**TASK:** Take every line containing "instance" out of the records.

**DATA FOR THE TASK:**
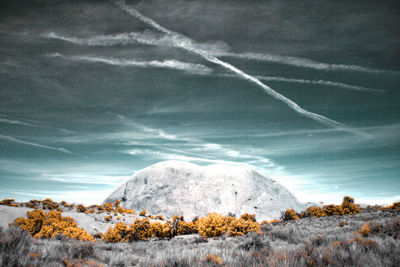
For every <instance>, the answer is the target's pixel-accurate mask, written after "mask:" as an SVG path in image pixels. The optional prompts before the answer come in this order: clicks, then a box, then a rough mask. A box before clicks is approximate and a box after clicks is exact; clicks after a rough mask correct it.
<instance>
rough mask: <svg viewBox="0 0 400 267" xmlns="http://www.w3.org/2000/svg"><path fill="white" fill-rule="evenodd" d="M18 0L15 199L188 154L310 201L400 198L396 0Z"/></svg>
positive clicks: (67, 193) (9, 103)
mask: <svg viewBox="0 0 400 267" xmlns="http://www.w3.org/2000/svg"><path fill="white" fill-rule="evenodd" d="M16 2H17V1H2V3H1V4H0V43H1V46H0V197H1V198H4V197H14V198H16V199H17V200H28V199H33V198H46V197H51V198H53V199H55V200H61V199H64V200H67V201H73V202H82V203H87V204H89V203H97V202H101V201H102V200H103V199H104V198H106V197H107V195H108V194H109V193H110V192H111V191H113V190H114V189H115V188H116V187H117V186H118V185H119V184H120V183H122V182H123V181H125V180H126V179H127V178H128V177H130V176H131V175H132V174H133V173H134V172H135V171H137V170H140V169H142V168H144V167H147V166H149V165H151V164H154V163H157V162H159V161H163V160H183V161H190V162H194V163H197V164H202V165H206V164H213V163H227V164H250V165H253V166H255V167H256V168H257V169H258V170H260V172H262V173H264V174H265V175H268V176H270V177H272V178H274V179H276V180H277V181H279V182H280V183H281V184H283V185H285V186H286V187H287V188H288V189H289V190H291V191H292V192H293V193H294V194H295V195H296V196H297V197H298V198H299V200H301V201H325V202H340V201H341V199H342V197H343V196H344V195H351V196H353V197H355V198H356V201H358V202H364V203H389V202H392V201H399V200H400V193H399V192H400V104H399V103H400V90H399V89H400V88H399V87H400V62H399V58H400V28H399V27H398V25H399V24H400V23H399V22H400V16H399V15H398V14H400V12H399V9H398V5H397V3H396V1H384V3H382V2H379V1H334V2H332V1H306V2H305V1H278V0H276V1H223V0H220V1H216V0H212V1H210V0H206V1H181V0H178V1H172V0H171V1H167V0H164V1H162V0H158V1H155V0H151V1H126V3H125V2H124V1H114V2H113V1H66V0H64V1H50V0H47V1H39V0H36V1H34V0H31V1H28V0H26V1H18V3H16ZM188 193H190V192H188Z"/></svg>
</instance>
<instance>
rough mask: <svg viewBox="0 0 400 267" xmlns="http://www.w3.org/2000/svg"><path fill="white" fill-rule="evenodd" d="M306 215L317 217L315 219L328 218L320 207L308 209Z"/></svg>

**RESULT:**
For every <instance>, the answer is the target's pixel-accurate mask, written after "mask:" as an SVG path in image pixels. The optional prompts before the answer come in this order: clicks, then a box, then a rough mask. A box before clicks is approximate and a box after clicks is exact; clicks after a rough mask correct it.
<instance>
</instance>
<instance>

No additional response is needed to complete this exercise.